*** Block opens ***
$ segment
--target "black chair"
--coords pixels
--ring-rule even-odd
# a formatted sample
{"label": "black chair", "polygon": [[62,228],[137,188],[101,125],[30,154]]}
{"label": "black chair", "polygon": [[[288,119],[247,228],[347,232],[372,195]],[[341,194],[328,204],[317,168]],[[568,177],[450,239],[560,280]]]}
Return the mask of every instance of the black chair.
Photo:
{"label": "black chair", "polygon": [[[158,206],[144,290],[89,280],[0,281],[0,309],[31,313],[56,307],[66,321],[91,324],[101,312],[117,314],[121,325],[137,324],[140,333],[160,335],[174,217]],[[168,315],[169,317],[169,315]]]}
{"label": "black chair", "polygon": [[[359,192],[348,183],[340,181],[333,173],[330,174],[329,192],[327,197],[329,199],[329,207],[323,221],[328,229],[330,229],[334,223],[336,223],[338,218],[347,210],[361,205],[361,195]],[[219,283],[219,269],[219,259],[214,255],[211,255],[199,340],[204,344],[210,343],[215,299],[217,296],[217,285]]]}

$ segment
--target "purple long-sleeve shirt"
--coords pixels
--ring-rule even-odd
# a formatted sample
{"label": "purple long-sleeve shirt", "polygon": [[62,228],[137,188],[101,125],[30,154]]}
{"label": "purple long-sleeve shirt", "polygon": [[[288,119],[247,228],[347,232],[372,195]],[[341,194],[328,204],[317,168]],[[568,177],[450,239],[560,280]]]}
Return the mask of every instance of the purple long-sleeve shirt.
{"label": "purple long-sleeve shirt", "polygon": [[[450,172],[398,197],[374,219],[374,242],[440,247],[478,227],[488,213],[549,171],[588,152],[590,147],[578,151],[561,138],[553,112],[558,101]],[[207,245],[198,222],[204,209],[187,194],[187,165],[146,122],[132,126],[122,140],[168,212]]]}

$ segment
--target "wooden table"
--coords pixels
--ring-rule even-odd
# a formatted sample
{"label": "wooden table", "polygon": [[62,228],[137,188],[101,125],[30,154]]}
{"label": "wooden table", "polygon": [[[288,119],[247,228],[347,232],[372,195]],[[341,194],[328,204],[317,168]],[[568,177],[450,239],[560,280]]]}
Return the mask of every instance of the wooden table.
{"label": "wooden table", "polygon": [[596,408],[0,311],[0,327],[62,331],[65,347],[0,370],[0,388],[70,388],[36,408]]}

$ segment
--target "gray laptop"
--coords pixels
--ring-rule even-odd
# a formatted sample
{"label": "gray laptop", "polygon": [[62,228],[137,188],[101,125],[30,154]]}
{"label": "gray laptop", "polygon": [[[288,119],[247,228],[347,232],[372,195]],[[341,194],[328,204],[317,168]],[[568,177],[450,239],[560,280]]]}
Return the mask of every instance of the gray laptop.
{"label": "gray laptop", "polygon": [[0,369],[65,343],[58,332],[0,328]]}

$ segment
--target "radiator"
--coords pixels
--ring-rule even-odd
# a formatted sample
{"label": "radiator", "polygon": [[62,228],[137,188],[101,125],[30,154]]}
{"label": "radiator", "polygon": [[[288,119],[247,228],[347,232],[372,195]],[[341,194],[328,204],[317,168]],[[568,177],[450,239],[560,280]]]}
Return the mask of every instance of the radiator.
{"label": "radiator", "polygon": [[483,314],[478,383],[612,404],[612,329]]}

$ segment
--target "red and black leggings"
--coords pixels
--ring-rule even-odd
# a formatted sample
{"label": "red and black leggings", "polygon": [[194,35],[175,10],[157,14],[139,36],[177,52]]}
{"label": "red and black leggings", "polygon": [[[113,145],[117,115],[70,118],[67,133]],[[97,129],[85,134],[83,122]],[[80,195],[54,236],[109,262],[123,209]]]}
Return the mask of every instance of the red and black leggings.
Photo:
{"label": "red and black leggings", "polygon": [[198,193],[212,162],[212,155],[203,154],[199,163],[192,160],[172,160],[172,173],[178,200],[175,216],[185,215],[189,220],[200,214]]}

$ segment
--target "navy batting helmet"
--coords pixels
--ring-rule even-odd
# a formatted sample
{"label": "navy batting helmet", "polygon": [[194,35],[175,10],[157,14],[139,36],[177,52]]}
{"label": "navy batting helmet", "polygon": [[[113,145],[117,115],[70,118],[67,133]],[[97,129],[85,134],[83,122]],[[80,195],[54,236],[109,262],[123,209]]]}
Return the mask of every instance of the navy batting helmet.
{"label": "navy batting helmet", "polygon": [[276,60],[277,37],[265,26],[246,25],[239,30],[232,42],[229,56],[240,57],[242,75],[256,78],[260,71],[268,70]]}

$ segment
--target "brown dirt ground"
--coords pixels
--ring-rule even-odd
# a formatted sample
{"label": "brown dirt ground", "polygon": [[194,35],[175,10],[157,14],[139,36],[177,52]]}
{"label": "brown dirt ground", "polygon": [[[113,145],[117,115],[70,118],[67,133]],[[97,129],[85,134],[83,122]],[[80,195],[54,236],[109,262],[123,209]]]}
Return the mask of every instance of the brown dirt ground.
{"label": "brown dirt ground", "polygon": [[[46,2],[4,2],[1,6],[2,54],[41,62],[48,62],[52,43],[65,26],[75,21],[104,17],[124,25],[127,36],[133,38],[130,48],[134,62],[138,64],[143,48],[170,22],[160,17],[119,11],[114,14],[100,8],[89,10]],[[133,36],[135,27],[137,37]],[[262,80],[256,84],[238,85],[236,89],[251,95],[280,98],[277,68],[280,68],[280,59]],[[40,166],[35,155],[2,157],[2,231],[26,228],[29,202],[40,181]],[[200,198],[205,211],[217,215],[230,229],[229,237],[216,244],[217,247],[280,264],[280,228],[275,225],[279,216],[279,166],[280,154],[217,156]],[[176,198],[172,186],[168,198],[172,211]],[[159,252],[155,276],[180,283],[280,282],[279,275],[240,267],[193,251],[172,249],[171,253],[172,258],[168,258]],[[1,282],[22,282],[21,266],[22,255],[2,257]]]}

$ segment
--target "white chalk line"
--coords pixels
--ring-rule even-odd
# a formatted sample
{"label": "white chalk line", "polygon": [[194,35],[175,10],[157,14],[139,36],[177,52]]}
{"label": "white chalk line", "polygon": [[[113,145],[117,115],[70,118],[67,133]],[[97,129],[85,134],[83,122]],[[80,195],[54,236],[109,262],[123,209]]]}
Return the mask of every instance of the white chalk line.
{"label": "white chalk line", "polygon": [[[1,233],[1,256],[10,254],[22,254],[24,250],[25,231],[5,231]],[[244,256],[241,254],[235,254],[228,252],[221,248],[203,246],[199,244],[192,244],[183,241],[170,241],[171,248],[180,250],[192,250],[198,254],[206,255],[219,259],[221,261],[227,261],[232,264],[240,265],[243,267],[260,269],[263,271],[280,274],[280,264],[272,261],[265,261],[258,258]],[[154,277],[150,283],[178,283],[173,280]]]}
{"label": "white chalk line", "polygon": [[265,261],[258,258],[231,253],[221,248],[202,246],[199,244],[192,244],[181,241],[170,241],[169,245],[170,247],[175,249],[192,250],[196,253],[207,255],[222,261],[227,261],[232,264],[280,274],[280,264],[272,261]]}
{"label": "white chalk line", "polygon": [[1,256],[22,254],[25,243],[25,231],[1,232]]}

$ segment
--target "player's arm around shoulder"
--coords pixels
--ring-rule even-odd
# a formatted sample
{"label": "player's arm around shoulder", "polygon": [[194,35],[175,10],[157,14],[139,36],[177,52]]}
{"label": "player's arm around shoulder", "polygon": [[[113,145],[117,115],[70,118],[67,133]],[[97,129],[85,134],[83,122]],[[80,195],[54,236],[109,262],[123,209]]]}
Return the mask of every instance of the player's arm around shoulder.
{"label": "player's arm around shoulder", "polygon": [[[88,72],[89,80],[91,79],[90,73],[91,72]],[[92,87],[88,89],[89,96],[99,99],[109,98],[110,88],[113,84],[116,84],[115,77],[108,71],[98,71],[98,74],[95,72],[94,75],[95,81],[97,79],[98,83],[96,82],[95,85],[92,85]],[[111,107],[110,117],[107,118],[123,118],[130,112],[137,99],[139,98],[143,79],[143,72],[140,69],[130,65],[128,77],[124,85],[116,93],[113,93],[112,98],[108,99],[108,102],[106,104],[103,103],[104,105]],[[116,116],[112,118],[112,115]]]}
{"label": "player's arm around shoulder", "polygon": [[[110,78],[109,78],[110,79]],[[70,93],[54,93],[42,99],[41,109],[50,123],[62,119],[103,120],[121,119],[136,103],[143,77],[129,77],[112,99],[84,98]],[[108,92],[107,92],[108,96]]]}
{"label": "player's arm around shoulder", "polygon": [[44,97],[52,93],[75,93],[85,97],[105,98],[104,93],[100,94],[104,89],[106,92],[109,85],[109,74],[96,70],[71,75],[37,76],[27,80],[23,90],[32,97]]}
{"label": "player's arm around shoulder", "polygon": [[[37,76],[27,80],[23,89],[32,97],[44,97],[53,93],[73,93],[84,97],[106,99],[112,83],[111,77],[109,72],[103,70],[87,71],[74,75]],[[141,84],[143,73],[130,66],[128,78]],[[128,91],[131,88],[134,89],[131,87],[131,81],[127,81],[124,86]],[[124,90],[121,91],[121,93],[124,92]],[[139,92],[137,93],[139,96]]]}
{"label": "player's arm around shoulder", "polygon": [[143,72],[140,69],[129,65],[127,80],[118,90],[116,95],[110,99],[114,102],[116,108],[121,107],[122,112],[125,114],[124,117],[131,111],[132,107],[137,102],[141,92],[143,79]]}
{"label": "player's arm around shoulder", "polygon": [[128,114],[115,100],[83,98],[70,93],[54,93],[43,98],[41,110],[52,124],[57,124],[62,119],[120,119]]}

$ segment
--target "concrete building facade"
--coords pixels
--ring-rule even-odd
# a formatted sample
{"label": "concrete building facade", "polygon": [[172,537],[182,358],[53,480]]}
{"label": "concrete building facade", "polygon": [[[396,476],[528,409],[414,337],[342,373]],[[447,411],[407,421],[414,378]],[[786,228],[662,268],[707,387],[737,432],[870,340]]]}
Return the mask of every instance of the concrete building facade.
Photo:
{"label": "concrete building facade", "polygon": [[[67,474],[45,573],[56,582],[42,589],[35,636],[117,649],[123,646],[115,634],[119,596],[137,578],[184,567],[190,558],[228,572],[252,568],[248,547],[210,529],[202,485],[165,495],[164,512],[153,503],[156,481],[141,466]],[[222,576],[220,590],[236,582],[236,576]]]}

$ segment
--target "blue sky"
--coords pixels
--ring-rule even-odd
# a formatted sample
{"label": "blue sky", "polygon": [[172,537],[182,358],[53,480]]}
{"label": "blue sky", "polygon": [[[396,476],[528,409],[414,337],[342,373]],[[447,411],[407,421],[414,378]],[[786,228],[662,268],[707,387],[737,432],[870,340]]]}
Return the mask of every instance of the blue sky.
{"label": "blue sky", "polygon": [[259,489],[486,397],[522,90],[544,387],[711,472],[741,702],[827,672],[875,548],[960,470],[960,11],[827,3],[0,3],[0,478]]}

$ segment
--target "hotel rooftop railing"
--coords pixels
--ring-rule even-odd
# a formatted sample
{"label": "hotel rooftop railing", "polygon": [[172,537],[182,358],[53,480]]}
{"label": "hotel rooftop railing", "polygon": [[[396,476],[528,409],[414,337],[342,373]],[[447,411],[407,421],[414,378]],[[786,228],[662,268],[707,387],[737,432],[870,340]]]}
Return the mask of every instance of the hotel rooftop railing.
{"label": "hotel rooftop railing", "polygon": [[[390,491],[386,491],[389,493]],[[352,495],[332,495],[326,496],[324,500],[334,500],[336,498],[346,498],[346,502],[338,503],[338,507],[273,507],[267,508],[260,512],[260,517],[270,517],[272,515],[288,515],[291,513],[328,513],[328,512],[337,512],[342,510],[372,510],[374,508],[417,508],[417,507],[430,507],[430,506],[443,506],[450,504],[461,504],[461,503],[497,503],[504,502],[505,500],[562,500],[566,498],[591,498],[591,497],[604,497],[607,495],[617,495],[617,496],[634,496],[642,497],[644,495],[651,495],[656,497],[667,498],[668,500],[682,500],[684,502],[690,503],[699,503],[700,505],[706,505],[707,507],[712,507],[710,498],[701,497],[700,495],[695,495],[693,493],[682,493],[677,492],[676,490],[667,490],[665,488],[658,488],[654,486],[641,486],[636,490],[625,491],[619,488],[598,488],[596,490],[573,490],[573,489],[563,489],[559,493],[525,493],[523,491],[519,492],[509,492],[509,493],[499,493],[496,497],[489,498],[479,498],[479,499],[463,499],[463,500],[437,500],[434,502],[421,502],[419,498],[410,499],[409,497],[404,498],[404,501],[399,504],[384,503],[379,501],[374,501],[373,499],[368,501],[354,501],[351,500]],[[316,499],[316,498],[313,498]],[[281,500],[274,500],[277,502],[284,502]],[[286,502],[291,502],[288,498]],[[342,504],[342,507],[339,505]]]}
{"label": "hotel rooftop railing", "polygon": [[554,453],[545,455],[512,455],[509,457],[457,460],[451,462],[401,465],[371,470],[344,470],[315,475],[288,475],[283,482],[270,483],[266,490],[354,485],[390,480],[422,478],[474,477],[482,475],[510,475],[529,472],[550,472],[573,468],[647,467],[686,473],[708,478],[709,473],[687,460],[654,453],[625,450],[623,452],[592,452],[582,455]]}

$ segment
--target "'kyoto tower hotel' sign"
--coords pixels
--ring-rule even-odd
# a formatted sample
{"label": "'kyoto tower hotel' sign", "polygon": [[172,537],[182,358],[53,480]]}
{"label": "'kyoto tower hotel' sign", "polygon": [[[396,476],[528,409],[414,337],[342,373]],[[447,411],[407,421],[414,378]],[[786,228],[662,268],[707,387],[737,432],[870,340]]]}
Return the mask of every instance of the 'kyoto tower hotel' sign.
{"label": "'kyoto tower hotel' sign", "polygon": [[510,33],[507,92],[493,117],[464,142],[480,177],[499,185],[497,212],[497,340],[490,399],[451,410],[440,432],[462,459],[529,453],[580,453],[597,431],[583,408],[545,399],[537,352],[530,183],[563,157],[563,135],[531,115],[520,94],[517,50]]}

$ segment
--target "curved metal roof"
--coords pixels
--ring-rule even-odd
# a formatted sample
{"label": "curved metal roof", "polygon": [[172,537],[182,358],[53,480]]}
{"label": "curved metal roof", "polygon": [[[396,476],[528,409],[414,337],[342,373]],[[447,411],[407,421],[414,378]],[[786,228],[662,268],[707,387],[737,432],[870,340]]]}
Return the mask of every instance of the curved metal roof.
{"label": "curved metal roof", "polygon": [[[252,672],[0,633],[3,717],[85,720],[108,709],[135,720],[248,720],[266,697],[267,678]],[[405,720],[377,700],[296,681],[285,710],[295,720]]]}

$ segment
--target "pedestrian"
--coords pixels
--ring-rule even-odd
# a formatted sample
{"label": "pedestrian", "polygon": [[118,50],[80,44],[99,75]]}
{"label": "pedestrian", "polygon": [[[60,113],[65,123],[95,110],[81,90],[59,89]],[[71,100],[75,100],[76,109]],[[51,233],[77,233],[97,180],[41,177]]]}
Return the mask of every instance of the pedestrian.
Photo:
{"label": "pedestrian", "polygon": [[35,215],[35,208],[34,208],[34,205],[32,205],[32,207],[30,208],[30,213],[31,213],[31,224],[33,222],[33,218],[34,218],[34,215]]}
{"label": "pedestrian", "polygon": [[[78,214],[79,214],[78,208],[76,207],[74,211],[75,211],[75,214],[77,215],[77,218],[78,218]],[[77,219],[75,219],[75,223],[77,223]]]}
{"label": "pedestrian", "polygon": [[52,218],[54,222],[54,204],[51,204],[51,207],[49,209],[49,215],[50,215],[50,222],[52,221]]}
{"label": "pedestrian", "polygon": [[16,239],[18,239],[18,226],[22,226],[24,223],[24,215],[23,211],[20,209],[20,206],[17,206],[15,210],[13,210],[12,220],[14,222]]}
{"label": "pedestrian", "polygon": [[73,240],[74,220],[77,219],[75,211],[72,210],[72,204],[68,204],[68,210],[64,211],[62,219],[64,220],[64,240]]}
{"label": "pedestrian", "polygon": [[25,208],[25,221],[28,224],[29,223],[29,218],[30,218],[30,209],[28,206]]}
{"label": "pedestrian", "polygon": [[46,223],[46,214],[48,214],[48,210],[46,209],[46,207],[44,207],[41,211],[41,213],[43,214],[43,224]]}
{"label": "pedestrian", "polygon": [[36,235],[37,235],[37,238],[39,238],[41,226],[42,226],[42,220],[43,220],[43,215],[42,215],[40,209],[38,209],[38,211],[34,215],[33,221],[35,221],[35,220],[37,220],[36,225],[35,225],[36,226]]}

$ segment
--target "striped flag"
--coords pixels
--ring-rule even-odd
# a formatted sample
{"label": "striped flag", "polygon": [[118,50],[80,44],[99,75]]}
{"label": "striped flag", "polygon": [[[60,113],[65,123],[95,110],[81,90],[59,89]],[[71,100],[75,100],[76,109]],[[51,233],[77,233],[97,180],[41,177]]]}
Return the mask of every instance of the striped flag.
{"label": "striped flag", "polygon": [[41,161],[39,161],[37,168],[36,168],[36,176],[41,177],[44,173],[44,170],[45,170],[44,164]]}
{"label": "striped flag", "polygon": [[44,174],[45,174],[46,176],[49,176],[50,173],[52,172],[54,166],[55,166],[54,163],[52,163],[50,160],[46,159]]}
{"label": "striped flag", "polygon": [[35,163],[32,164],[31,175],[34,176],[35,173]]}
*** Block closes ***
◆ Exercise instructions: Lines from the top of the data above through the line with "Return the mask of every instance of the black", both ends included: copy them exactly, nothing more.

◆ Answer section:
$ segment
--target "black chair"
--coords pixels
--ring-rule even-odd
# a formatted sample
{"label": "black chair", "polygon": [[62,228],[137,188],[101,125],[30,154]]}
{"label": "black chair", "polygon": [[[288,119],[247,228],[347,232],[372,195]],[[341,194],[328,204],[317,168]],[[568,177],[450,239],[560,280]]]}
Return the mask of every instance of the black chair.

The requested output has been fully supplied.